▶ **To do**:
The entries below are to be repeated exactly, with the pictures left out.
=== Section Start ===
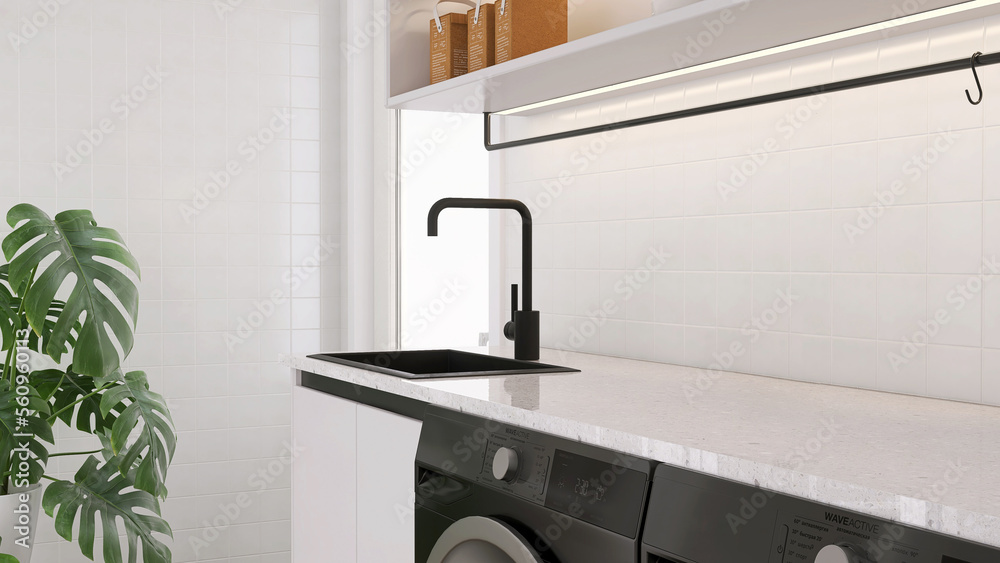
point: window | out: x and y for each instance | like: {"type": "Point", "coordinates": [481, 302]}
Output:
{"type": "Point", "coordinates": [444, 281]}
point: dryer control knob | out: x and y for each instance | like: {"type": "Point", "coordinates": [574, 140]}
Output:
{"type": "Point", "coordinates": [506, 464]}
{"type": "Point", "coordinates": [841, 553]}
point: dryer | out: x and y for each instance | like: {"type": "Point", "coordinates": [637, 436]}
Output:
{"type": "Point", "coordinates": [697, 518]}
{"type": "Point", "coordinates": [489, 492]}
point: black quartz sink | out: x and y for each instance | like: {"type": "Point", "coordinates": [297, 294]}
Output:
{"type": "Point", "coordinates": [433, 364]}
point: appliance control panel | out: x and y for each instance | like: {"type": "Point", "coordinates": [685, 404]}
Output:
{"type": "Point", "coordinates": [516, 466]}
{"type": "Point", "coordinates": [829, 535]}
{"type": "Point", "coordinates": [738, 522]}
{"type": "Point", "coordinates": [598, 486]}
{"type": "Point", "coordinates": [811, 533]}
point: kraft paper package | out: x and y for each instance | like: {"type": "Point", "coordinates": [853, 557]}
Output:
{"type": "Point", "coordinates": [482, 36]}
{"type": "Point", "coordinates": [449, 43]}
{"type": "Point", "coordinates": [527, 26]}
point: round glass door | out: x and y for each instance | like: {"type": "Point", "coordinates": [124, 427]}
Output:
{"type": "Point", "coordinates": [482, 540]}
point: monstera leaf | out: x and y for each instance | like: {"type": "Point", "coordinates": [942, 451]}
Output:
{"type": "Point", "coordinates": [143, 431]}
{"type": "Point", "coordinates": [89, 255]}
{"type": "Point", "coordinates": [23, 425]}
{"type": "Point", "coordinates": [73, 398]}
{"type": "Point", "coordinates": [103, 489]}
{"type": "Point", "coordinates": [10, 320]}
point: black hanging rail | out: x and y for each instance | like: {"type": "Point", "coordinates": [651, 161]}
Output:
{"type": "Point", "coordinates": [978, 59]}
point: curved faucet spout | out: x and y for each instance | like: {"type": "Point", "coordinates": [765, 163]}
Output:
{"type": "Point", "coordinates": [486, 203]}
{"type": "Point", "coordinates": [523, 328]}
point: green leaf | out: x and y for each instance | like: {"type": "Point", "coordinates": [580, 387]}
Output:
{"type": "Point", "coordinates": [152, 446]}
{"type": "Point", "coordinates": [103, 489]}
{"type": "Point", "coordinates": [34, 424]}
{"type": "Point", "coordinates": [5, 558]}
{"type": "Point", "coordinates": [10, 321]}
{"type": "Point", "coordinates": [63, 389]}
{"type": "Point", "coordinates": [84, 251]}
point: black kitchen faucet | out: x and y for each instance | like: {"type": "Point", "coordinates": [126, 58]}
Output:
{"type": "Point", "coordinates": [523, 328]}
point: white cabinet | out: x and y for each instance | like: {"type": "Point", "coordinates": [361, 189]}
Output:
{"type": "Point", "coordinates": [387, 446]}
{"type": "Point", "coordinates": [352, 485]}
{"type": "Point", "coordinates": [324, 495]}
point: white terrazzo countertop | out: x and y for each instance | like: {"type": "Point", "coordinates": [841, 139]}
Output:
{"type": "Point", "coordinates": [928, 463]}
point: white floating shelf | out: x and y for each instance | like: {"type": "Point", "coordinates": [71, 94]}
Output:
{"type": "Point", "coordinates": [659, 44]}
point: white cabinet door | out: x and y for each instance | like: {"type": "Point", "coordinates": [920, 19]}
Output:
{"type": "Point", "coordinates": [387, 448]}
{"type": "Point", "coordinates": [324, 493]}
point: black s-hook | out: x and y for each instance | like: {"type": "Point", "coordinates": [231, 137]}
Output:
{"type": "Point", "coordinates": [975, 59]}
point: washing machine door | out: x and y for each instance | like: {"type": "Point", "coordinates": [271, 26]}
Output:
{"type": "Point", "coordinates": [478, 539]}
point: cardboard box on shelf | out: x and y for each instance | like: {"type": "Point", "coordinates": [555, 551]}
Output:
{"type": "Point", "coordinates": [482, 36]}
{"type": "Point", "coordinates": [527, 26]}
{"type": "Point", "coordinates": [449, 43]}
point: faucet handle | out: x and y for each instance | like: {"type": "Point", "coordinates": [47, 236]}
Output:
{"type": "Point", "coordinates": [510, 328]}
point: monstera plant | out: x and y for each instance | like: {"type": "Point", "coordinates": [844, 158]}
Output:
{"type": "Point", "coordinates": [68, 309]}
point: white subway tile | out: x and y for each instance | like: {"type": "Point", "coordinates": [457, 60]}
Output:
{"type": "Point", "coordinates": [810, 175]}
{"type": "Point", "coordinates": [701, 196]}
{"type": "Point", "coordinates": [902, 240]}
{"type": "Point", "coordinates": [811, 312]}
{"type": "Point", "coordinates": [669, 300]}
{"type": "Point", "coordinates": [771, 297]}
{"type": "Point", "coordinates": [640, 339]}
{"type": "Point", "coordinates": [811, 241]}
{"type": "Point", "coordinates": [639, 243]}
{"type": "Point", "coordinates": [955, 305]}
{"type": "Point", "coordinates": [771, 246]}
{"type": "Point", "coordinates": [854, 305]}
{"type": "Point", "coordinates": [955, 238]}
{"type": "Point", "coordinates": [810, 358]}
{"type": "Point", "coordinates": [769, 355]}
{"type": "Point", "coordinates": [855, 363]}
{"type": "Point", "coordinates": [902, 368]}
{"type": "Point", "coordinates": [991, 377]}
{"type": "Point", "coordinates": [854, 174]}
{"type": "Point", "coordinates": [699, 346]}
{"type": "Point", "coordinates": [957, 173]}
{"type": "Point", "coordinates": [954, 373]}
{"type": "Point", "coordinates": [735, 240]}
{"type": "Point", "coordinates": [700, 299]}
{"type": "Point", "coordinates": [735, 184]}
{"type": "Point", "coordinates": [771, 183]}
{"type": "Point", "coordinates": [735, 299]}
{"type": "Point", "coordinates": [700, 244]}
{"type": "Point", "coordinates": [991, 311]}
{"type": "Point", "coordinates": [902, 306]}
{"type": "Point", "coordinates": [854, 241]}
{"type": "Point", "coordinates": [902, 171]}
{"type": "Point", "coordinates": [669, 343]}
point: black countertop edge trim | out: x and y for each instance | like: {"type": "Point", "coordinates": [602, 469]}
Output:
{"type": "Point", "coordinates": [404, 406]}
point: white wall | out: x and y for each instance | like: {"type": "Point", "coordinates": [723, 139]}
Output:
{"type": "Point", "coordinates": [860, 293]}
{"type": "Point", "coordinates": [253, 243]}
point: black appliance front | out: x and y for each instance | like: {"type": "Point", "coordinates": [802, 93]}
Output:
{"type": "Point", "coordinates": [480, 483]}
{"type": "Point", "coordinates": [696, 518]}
=== Section End ===
▶ **Your response**:
point: window | out: x and y for each instance | like: {"type": "Point", "coordinates": [481, 302]}
Output:
{"type": "Point", "coordinates": [444, 281]}
point: dryer control knob | out: x and y for each instance | like: {"type": "Point", "coordinates": [574, 140]}
Output:
{"type": "Point", "coordinates": [506, 464]}
{"type": "Point", "coordinates": [841, 553]}
point: dryer | out: x and y for each instance | like: {"type": "Point", "coordinates": [637, 436]}
Output:
{"type": "Point", "coordinates": [697, 518]}
{"type": "Point", "coordinates": [489, 492]}
point: black quartz sink | out: x and y for each instance | like: {"type": "Point", "coordinates": [297, 294]}
Output:
{"type": "Point", "coordinates": [433, 364]}
point: appliance control panel | out: x and y for each instance | like: {"type": "Point", "coordinates": [685, 404]}
Output:
{"type": "Point", "coordinates": [516, 466]}
{"type": "Point", "coordinates": [829, 535]}
{"type": "Point", "coordinates": [738, 522]}
{"type": "Point", "coordinates": [598, 486]}
{"type": "Point", "coordinates": [811, 533]}
point: kraft paper package | out: x and y for each instance | like: {"type": "Point", "coordinates": [853, 557]}
Output:
{"type": "Point", "coordinates": [482, 36]}
{"type": "Point", "coordinates": [449, 43]}
{"type": "Point", "coordinates": [527, 26]}
point: round glass door | out: x and y for each instance | like: {"type": "Point", "coordinates": [124, 427]}
Output:
{"type": "Point", "coordinates": [482, 540]}
point: monstera leaf | out: x and y for each instance | like: {"type": "Point", "coordinates": [942, 451]}
Output:
{"type": "Point", "coordinates": [143, 431]}
{"type": "Point", "coordinates": [89, 255]}
{"type": "Point", "coordinates": [23, 425]}
{"type": "Point", "coordinates": [73, 398]}
{"type": "Point", "coordinates": [103, 489]}
{"type": "Point", "coordinates": [10, 320]}
point: black hanging rail | out: x and y for each instance | like: {"type": "Point", "coordinates": [651, 161]}
Output:
{"type": "Point", "coordinates": [978, 59]}
point: curved faucet spout | out: x and y for each instance | like: {"type": "Point", "coordinates": [765, 163]}
Output:
{"type": "Point", "coordinates": [486, 203]}
{"type": "Point", "coordinates": [523, 328]}
point: green leaf | out: x and y for each instance | like: {"type": "Point", "coordinates": [580, 387]}
Output:
{"type": "Point", "coordinates": [152, 446]}
{"type": "Point", "coordinates": [103, 489]}
{"type": "Point", "coordinates": [34, 424]}
{"type": "Point", "coordinates": [5, 558]}
{"type": "Point", "coordinates": [10, 321]}
{"type": "Point", "coordinates": [63, 389]}
{"type": "Point", "coordinates": [84, 251]}
point: black kitchen faucet | out: x and y for each instance | like: {"type": "Point", "coordinates": [126, 58]}
Output:
{"type": "Point", "coordinates": [523, 328]}
point: white cabinet | out: x and y for each instance | like: {"type": "Point", "coordinates": [361, 189]}
Output:
{"type": "Point", "coordinates": [387, 446]}
{"type": "Point", "coordinates": [352, 485]}
{"type": "Point", "coordinates": [324, 495]}
point: white terrazzo countertop | out: x and y for each instance | like: {"type": "Point", "coordinates": [841, 139]}
Output:
{"type": "Point", "coordinates": [928, 463]}
point: white floating shelf | out: x and y for each instance | like: {"type": "Point", "coordinates": [71, 94]}
Output:
{"type": "Point", "coordinates": [659, 44]}
point: white cabinet door | out: x and y for each instance | like: {"type": "Point", "coordinates": [920, 19]}
Output:
{"type": "Point", "coordinates": [387, 448]}
{"type": "Point", "coordinates": [324, 493]}
point: black s-hook | out: x and y for each instance | like: {"type": "Point", "coordinates": [231, 137]}
Output:
{"type": "Point", "coordinates": [975, 59]}
point: washing machine door | out: x and y for each instance | like: {"type": "Point", "coordinates": [271, 26]}
Output:
{"type": "Point", "coordinates": [478, 539]}
point: cardboard box on shelf | out: x and y for each instance | like: {"type": "Point", "coordinates": [555, 551]}
Output:
{"type": "Point", "coordinates": [482, 36]}
{"type": "Point", "coordinates": [527, 26]}
{"type": "Point", "coordinates": [449, 43]}
point: faucet handle | out: x and y for each instance | like: {"type": "Point", "coordinates": [47, 236]}
Output:
{"type": "Point", "coordinates": [510, 328]}
point: monstera plant | out: x and y for each instance | like: {"type": "Point", "coordinates": [844, 158]}
Output:
{"type": "Point", "coordinates": [68, 309]}
point: white subway tile | out: x and y for each instance | like: {"type": "Point", "coordinates": [457, 60]}
Output:
{"type": "Point", "coordinates": [810, 175]}
{"type": "Point", "coordinates": [701, 196]}
{"type": "Point", "coordinates": [902, 240]}
{"type": "Point", "coordinates": [811, 312]}
{"type": "Point", "coordinates": [669, 300]}
{"type": "Point", "coordinates": [771, 297]}
{"type": "Point", "coordinates": [640, 339]}
{"type": "Point", "coordinates": [811, 241]}
{"type": "Point", "coordinates": [639, 243]}
{"type": "Point", "coordinates": [955, 305]}
{"type": "Point", "coordinates": [771, 246]}
{"type": "Point", "coordinates": [854, 305]}
{"type": "Point", "coordinates": [955, 238]}
{"type": "Point", "coordinates": [810, 358]}
{"type": "Point", "coordinates": [769, 355]}
{"type": "Point", "coordinates": [855, 363]}
{"type": "Point", "coordinates": [902, 368]}
{"type": "Point", "coordinates": [991, 377]}
{"type": "Point", "coordinates": [854, 174]}
{"type": "Point", "coordinates": [699, 346]}
{"type": "Point", "coordinates": [957, 173]}
{"type": "Point", "coordinates": [954, 373]}
{"type": "Point", "coordinates": [735, 240]}
{"type": "Point", "coordinates": [700, 299]}
{"type": "Point", "coordinates": [735, 184]}
{"type": "Point", "coordinates": [771, 183]}
{"type": "Point", "coordinates": [735, 299]}
{"type": "Point", "coordinates": [700, 244]}
{"type": "Point", "coordinates": [991, 311]}
{"type": "Point", "coordinates": [902, 306]}
{"type": "Point", "coordinates": [854, 241]}
{"type": "Point", "coordinates": [902, 171]}
{"type": "Point", "coordinates": [669, 343]}
point: black countertop edge trim | out: x and y for each instance | like: {"type": "Point", "coordinates": [602, 469]}
Output:
{"type": "Point", "coordinates": [404, 406]}
point: white wall | out: x and y for each instance | like: {"type": "Point", "coordinates": [723, 139]}
Output:
{"type": "Point", "coordinates": [860, 293]}
{"type": "Point", "coordinates": [253, 243]}
point: black appliance front | out: x and y for each instance | like: {"type": "Point", "coordinates": [802, 93]}
Output:
{"type": "Point", "coordinates": [480, 483]}
{"type": "Point", "coordinates": [696, 518]}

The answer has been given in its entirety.